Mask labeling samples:
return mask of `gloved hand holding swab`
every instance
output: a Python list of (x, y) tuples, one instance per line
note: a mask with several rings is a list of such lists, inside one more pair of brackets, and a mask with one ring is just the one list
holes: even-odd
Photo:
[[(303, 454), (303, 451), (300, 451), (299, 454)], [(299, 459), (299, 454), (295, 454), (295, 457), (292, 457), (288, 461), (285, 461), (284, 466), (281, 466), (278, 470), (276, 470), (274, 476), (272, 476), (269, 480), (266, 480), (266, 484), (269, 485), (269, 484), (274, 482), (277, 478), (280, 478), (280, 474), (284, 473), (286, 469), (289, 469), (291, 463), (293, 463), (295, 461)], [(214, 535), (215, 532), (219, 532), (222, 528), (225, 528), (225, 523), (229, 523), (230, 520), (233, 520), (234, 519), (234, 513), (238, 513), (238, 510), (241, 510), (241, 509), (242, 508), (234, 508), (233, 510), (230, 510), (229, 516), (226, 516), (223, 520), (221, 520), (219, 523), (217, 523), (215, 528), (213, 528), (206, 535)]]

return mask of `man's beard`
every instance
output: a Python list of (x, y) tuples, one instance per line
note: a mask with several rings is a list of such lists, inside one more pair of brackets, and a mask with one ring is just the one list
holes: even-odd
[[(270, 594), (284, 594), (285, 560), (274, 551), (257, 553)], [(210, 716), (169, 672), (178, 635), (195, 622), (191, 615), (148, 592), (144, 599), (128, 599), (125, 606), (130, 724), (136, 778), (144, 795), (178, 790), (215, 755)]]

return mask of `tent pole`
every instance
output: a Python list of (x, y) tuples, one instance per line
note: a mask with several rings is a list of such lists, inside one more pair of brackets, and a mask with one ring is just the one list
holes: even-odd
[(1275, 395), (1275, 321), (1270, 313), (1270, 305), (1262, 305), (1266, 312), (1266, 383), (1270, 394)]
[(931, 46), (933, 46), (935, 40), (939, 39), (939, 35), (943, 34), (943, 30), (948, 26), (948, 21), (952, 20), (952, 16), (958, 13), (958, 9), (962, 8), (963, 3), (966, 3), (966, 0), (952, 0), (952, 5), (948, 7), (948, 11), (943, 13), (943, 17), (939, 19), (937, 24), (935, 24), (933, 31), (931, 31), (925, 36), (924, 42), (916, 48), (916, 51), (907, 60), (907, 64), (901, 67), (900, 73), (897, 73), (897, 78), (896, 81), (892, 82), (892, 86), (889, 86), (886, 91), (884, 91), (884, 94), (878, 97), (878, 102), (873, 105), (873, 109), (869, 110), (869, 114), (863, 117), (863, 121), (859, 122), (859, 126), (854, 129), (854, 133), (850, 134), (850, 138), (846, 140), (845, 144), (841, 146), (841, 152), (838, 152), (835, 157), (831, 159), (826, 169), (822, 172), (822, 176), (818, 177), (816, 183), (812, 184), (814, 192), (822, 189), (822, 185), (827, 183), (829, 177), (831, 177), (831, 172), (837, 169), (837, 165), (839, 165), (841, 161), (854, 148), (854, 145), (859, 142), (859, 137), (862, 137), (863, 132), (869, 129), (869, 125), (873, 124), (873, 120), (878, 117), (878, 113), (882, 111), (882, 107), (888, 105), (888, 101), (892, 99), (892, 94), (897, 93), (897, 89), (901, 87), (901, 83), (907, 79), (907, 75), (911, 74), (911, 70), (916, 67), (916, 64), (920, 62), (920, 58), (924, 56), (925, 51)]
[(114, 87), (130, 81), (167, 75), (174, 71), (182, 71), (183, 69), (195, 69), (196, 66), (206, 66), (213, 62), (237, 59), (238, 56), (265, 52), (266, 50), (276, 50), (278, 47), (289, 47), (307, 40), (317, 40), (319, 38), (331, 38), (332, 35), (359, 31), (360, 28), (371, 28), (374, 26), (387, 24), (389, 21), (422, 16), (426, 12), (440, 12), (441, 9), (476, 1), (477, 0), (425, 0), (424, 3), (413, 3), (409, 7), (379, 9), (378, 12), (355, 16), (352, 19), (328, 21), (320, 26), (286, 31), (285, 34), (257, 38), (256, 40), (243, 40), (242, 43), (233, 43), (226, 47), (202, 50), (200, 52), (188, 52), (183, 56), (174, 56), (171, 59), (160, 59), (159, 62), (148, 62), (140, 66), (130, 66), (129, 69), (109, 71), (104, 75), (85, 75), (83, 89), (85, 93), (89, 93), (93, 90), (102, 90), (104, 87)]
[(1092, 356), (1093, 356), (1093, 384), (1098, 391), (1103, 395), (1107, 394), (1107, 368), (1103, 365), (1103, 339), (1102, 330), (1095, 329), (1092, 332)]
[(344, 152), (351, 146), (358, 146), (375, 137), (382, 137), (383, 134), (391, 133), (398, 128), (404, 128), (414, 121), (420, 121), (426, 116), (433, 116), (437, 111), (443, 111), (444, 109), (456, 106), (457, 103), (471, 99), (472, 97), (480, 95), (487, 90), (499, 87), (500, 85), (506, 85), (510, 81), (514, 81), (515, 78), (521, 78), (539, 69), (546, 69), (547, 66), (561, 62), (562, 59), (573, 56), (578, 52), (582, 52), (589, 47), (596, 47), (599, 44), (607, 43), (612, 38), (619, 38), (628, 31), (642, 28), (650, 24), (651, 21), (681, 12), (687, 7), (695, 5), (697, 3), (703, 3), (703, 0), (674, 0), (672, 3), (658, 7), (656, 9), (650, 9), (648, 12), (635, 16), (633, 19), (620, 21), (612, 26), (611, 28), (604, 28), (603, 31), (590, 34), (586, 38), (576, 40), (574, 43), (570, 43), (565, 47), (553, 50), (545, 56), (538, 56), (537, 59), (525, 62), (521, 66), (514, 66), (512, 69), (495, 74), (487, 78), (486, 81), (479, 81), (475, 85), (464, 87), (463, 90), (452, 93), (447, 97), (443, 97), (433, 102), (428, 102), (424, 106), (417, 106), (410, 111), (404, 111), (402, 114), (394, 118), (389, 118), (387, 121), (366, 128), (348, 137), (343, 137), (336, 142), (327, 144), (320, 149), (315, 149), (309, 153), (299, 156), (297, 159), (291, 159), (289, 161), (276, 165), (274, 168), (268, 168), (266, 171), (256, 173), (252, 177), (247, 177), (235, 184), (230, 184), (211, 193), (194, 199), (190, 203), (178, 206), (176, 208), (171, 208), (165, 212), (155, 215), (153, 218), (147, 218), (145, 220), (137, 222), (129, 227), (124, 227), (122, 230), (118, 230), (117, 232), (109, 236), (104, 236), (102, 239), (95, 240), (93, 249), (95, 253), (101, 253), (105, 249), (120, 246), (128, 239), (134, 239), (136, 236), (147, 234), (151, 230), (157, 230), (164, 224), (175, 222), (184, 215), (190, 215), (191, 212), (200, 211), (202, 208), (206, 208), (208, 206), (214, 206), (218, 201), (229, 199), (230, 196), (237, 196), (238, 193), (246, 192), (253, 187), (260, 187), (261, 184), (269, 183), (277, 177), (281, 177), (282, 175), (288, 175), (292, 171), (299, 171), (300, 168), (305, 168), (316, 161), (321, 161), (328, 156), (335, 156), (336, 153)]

▶ _What you have to do_
Return all of the items above verbatim, changing no character.

▶ _Response to the task_
return mask of `gloved hand holding swab`
every instance
output: a Python list of (x, y) tuples, one instance per line
note: a mask with several rings is a list of such lists, inside one more pair of brackets, and a mask with one ring is just the one list
holes: even-odd
Photo:
[[(303, 454), (303, 451), (300, 451), (299, 454)], [(299, 459), (299, 454), (295, 454), (295, 457), (292, 457), (288, 461), (285, 461), (284, 466), (281, 466), (278, 470), (276, 470), (274, 476), (272, 476), (269, 480), (266, 480), (266, 484), (269, 485), (269, 484), (274, 482), (277, 478), (280, 478), (280, 474), (284, 473), (286, 469), (289, 469), (291, 463), (293, 463), (295, 461)], [(214, 535), (215, 532), (219, 532), (222, 528), (225, 528), (225, 523), (229, 523), (230, 520), (233, 520), (234, 519), (234, 513), (238, 513), (238, 510), (241, 510), (241, 509), (242, 508), (234, 508), (233, 510), (230, 510), (229, 516), (226, 516), (223, 520), (221, 520), (219, 523), (217, 523), (215, 528), (213, 528), (206, 535)]]

return mask of `man's beard`
every instance
output: a Python list of (x, y) tuples, one instance per line
note: a mask with several rings is a list of such lists, inside one more pair of brackets, and a mask with one ring is just the one list
holes: even-odd
[[(270, 594), (284, 594), (285, 560), (274, 551), (257, 553)], [(210, 716), (169, 672), (178, 635), (195, 622), (191, 615), (148, 592), (144, 599), (128, 599), (125, 606), (130, 724), (136, 778), (144, 795), (178, 790), (215, 755)]]

return mask of `tent pole`
every instance
output: a Python list of (x, y) tuples, one instance per line
note: a mask with several rings is a list of such lists, inside one more pair of brackets, and a mask with one ring is just the one list
holes: even-odd
[(1275, 395), (1275, 321), (1270, 313), (1270, 305), (1262, 305), (1266, 312), (1266, 383), (1270, 394)]
[(931, 46), (933, 46), (935, 40), (939, 39), (939, 35), (943, 34), (943, 30), (948, 26), (948, 21), (952, 20), (952, 16), (958, 13), (958, 9), (962, 8), (963, 3), (966, 3), (966, 0), (952, 0), (952, 5), (948, 7), (948, 11), (943, 13), (943, 17), (939, 19), (937, 24), (935, 24), (933, 31), (931, 31), (925, 36), (924, 42), (916, 48), (916, 51), (907, 60), (907, 64), (901, 67), (900, 73), (897, 73), (897, 78), (896, 81), (892, 82), (892, 86), (889, 86), (886, 91), (884, 91), (884, 94), (878, 97), (878, 102), (873, 105), (873, 109), (869, 110), (869, 114), (863, 117), (863, 121), (859, 122), (859, 126), (854, 129), (854, 133), (850, 134), (850, 138), (846, 140), (845, 144), (841, 146), (841, 152), (838, 152), (835, 157), (831, 159), (826, 169), (822, 172), (822, 176), (818, 177), (816, 183), (812, 184), (814, 192), (822, 189), (822, 185), (827, 183), (829, 177), (831, 177), (831, 172), (837, 169), (837, 165), (839, 165), (841, 161), (854, 148), (854, 145), (859, 142), (859, 137), (862, 137), (863, 132), (869, 129), (869, 125), (873, 124), (873, 120), (878, 117), (878, 113), (882, 111), (882, 107), (888, 105), (888, 101), (892, 99), (892, 94), (897, 93), (897, 89), (901, 87), (901, 83), (907, 79), (907, 75), (911, 74), (911, 70), (916, 67), (916, 64), (920, 62), (920, 58), (924, 56), (925, 51)]
[(114, 87), (130, 81), (167, 75), (174, 71), (182, 71), (183, 69), (195, 69), (196, 66), (206, 66), (213, 62), (237, 59), (238, 56), (265, 52), (266, 50), (276, 50), (278, 47), (289, 47), (307, 40), (317, 40), (319, 38), (331, 38), (332, 35), (359, 31), (360, 28), (371, 28), (374, 26), (387, 24), (389, 21), (422, 16), (426, 12), (440, 12), (441, 9), (476, 1), (477, 0), (425, 0), (424, 3), (413, 3), (409, 7), (379, 9), (378, 12), (355, 16), (352, 19), (328, 21), (320, 26), (286, 31), (285, 34), (257, 38), (256, 40), (243, 40), (242, 43), (233, 43), (226, 47), (202, 50), (200, 52), (188, 52), (183, 56), (174, 56), (171, 59), (160, 59), (159, 62), (148, 62), (140, 66), (130, 66), (129, 69), (109, 71), (104, 75), (85, 75), (83, 89), (85, 93), (89, 93), (93, 90), (102, 90), (104, 87)]
[(1092, 356), (1093, 356), (1093, 384), (1098, 391), (1103, 395), (1107, 394), (1107, 368), (1103, 365), (1103, 339), (1102, 330), (1095, 329), (1092, 332)]
[(344, 152), (351, 146), (358, 146), (375, 137), (382, 137), (383, 134), (391, 133), (398, 128), (404, 128), (414, 121), (420, 121), (426, 116), (433, 116), (437, 111), (443, 111), (444, 109), (456, 106), (457, 103), (471, 99), (472, 97), (480, 95), (487, 90), (499, 87), (500, 85), (506, 85), (510, 81), (514, 81), (515, 78), (521, 78), (539, 69), (546, 69), (547, 66), (561, 62), (562, 59), (573, 56), (578, 52), (582, 52), (589, 47), (596, 47), (599, 44), (607, 43), (612, 38), (619, 38), (628, 31), (642, 28), (650, 24), (651, 21), (681, 12), (687, 7), (695, 5), (697, 3), (703, 3), (703, 0), (674, 0), (672, 3), (658, 7), (656, 9), (650, 9), (648, 12), (635, 16), (633, 19), (620, 21), (612, 26), (611, 28), (604, 28), (603, 31), (590, 34), (586, 38), (576, 40), (574, 43), (570, 43), (565, 47), (553, 50), (545, 56), (538, 56), (537, 59), (525, 62), (521, 66), (514, 66), (512, 69), (495, 74), (487, 78), (486, 81), (479, 81), (475, 85), (464, 87), (463, 90), (452, 93), (447, 97), (443, 97), (433, 102), (428, 102), (424, 106), (417, 106), (410, 111), (404, 111), (402, 114), (394, 118), (389, 118), (387, 121), (366, 128), (348, 137), (343, 137), (336, 142), (327, 144), (320, 149), (315, 149), (309, 153), (299, 156), (297, 159), (291, 159), (289, 161), (276, 165), (274, 168), (268, 168), (266, 171), (256, 173), (252, 177), (247, 177), (235, 184), (230, 184), (211, 193), (194, 199), (190, 203), (178, 206), (176, 208), (171, 208), (165, 212), (155, 215), (153, 218), (147, 218), (145, 220), (137, 222), (129, 227), (124, 227), (122, 230), (118, 230), (117, 232), (109, 236), (104, 236), (102, 239), (95, 240), (93, 249), (95, 253), (101, 253), (105, 249), (120, 246), (128, 239), (134, 239), (136, 236), (147, 234), (151, 230), (157, 230), (164, 224), (175, 222), (184, 215), (190, 215), (191, 212), (200, 211), (202, 208), (206, 208), (208, 206), (214, 206), (218, 201), (229, 199), (230, 196), (237, 196), (238, 193), (246, 192), (253, 187), (260, 187), (261, 184), (269, 183), (277, 177), (281, 177), (282, 175), (288, 175), (292, 171), (299, 171), (300, 168), (305, 168), (316, 161), (321, 161), (328, 156), (335, 156), (336, 153)]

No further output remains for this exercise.